Copy the following lines of the data verbatim, starting at the line that contains "Trace the outline of every instance of the white" and ending after the line that contains "Give the mask of the white chalk cliff.". Reproduce only those lines.

--- START Data excerpts ---

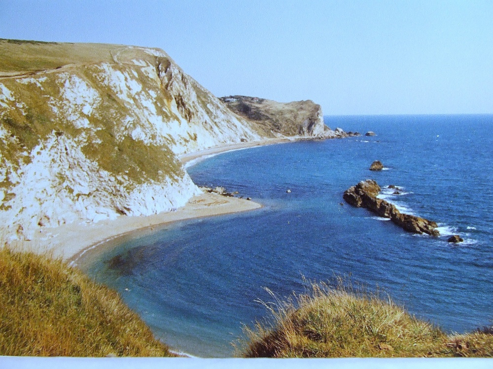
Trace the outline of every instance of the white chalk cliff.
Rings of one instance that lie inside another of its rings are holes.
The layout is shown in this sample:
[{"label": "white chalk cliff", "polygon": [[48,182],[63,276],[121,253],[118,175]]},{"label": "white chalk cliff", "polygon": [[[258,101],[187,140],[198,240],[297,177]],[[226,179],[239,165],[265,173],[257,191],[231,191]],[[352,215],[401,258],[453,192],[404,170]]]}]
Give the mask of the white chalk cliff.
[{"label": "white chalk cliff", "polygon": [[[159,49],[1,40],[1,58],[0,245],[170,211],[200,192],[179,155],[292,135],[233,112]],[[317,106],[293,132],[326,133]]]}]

--- END Data excerpts ---
--- START Data excerpts ---

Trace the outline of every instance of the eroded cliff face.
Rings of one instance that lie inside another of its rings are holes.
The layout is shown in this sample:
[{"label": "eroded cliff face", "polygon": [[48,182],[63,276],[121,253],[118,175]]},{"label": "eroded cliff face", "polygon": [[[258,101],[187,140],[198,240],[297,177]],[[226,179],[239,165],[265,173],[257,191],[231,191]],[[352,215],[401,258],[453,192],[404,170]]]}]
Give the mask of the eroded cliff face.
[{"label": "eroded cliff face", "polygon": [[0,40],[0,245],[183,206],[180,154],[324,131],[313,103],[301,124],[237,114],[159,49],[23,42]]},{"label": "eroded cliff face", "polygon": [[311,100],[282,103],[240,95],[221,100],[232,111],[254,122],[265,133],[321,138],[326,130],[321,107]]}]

--- END Data excerpts ---

◆ Solution for this exercise
Trace the outline of every instance of the white chalk cliff.
Rings of one instance that lie inside another of its rings are holes.
The layout is shown in this sample:
[{"label": "white chalk cliff", "polygon": [[48,182],[63,276],[121,253],[118,175]]},{"label": "white chalk cliff", "polygon": [[[258,101],[187,140],[198,240],[297,177]],[[226,179],[239,165],[265,173],[257,191],[231,191]],[[352,215],[401,258],[453,192],[404,170]]]}]
Give the mask of the white chalk cliff.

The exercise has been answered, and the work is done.